Jodentelling

(Doorverwezen vanaf Judenzählung)

De Jodentelling (Duits: Judenzählung of Judenstatistik) was een statistisch onderzoek naar het aandeel Joden in het Duitse leger tijdens de Eerste Wereldoorlog, uitgevoerd vanaf 1 november 1916 in opdracht van het Pruisische ministerie van Oorlog. Het was een reactie op toenemend antisemitisme en het wakkerde dergelijke gevoelens ook aan. Het doel was in het bijzonder te bepalen hoeveel Joden er in het leger dienden en hoeveel er gesneuveld waren.

Adolf Wild van Hohenborn

Tijdens de oorlog verspreidden zich geruchten dat de Joden zich onttrokken aan de dienstplicht of postjes kregen achter het front (de zogenaamde Drückebergerei). Deze vooroordelen waren aanwezig in het officierenkorps en werden verspreid in propaganda van antisemitische verenigingen, partijen en media. De Pruisische oorlogsminister Adolf Wild von Hohenborn nam op 11 oktober 1916 het besluit dat de Oberste Heeresleitung gelastte met de Jodentelling.[1] Het was de eerste keer in decennia dat de overheid een antisemitische maatregel nam. De actie was zeer polariserend en werd in februari 1917 stopgezet.

------------------------------------

Opdracht a:
Herschrijf in de tekst over de Jodentelling het stuk van "Adolf Wild van" tot en met "februari 1917 stopgezet." en vervang daarbij "oorlogsminister" door "minister van Oorlog".
De gegevens staan volledig los van de tekst over de Jodentelling.

------------------------------------

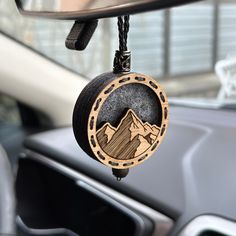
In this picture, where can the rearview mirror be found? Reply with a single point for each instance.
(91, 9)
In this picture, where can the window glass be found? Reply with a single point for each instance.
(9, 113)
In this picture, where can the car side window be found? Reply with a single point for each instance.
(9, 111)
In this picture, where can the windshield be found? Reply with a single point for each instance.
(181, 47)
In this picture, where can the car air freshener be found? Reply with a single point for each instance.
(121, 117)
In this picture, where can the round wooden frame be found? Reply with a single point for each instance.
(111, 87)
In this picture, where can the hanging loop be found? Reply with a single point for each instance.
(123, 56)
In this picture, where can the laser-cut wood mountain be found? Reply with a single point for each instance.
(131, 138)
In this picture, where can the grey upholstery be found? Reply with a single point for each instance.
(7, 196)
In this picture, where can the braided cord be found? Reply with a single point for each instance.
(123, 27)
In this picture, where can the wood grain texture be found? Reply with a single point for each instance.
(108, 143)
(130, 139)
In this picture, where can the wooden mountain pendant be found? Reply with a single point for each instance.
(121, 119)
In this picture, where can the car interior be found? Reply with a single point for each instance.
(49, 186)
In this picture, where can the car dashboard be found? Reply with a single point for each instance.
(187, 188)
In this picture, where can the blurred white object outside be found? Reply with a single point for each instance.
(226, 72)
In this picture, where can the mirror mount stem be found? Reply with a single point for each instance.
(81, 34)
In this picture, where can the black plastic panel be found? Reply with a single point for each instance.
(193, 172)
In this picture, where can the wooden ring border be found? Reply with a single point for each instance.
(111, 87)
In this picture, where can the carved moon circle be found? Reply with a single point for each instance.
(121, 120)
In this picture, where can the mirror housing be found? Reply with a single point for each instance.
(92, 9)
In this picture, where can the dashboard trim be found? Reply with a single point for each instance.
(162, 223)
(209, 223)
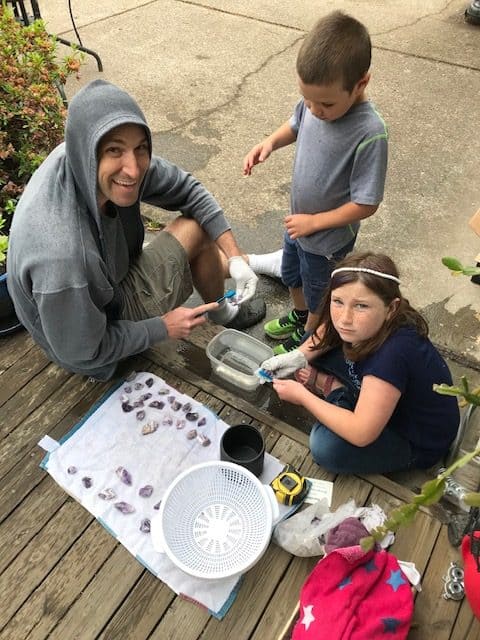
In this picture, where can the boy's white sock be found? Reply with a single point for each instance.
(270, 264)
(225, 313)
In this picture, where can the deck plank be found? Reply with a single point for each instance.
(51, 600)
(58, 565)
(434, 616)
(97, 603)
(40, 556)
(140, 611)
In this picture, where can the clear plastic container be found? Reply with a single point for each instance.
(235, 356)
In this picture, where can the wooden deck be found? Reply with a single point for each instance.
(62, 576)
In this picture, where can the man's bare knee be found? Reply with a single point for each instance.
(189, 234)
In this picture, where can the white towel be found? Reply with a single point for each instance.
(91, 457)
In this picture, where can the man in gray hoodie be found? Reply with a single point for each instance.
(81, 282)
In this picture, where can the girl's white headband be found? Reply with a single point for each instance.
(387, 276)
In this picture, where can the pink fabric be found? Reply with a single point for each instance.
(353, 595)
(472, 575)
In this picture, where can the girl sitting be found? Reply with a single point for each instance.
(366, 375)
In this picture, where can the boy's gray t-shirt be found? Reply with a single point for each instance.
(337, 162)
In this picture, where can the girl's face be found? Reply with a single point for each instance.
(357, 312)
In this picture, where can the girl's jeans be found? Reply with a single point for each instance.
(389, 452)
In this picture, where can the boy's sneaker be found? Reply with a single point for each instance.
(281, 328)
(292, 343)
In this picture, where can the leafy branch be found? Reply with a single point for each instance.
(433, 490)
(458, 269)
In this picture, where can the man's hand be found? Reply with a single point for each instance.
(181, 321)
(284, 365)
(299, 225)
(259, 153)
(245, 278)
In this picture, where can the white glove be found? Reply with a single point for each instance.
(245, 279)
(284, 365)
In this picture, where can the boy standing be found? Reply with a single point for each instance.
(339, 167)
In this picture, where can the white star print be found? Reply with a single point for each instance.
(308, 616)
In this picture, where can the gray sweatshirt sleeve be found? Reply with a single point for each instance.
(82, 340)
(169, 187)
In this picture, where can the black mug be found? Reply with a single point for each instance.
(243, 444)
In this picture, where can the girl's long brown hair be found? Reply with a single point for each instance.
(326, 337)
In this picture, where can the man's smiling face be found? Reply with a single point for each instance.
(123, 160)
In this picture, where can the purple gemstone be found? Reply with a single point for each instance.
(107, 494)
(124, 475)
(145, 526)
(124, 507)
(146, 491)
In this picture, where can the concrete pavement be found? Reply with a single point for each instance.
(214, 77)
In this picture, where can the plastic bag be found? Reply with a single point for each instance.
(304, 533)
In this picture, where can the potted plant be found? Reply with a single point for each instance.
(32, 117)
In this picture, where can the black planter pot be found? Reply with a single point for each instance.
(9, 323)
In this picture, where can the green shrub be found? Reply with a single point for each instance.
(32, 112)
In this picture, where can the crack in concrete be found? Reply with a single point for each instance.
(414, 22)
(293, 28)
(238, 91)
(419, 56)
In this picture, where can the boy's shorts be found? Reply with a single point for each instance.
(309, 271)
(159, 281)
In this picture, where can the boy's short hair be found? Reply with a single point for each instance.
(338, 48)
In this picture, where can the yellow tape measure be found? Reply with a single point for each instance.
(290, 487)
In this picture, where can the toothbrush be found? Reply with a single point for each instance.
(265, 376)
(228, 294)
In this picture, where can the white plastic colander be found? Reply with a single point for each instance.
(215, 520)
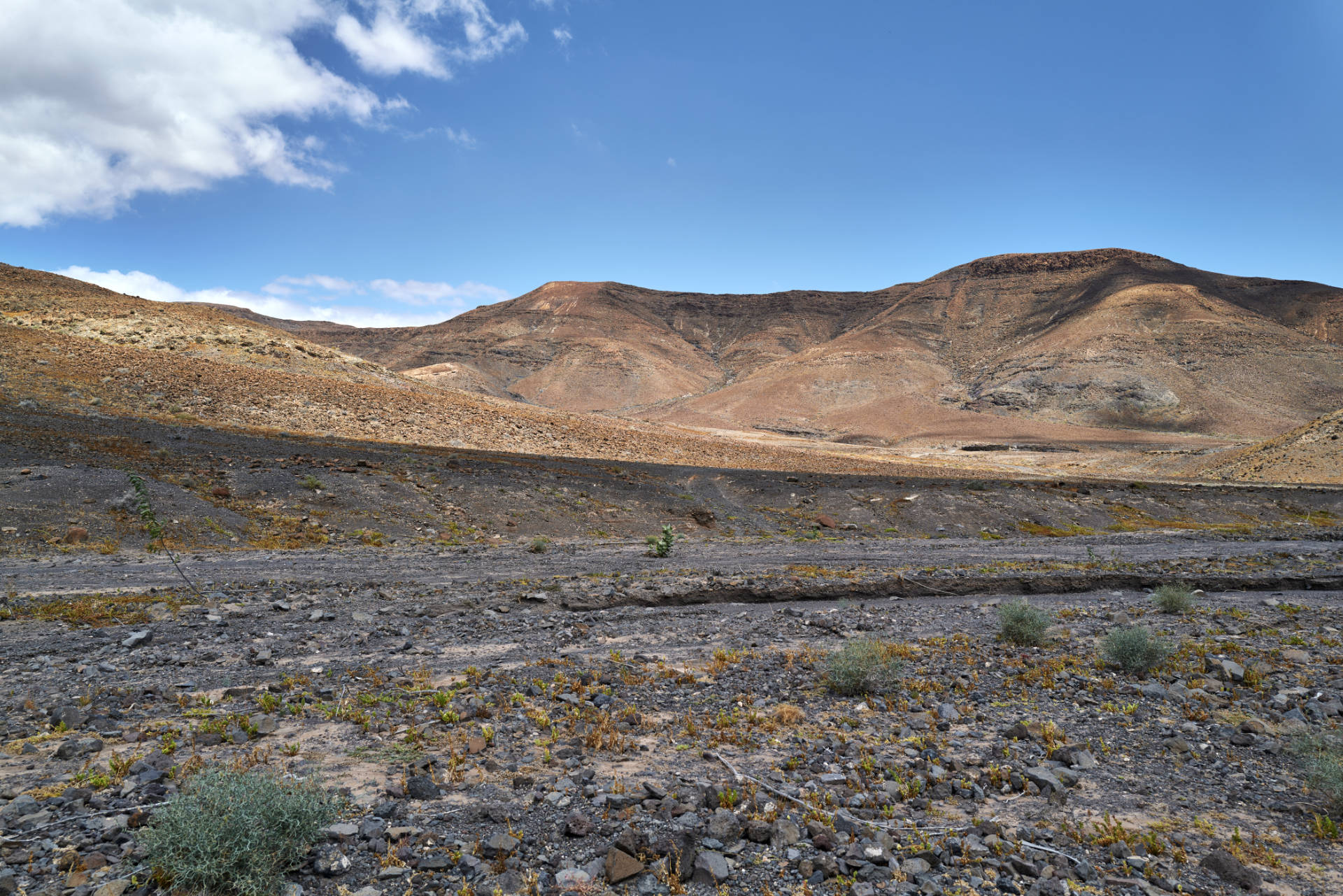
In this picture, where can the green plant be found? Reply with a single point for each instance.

------------------------------------

Opdracht b:
Tel in de gegevens het aantal regels waarin het woord "face" voorkomt, waarbij hoofdletters en kleine letters als verschillend gelden. Geef alleen het getal.

Volledige uitwerking a:
Adolf Wild van Hohenborn

Tijdens de oorlog verspreidden zich geruchten dat de Joden zich onttrokken aan de dienstplicht of postjes kregen achter het front (de zogenaamde Drückebergerei). Deze vooroordelen waren aanwezig in het officierenkorps en werden verspreid in propaganda van antisemitische verenigingen, partijen en media. De Pruisische minister van Oorlog Adolf Wild von Hohenborn nam op 11 oktober 1916 het besluit dat de Oberste Heeresleitung gelastte met de Jodentelling.[1] Het was de eerste keer in decennia dat de overheid een antisemitische maatregel nam. De actie was zeer polariserend en werd in februari 1917 stopgezet.

Volledige uitwerking b:
2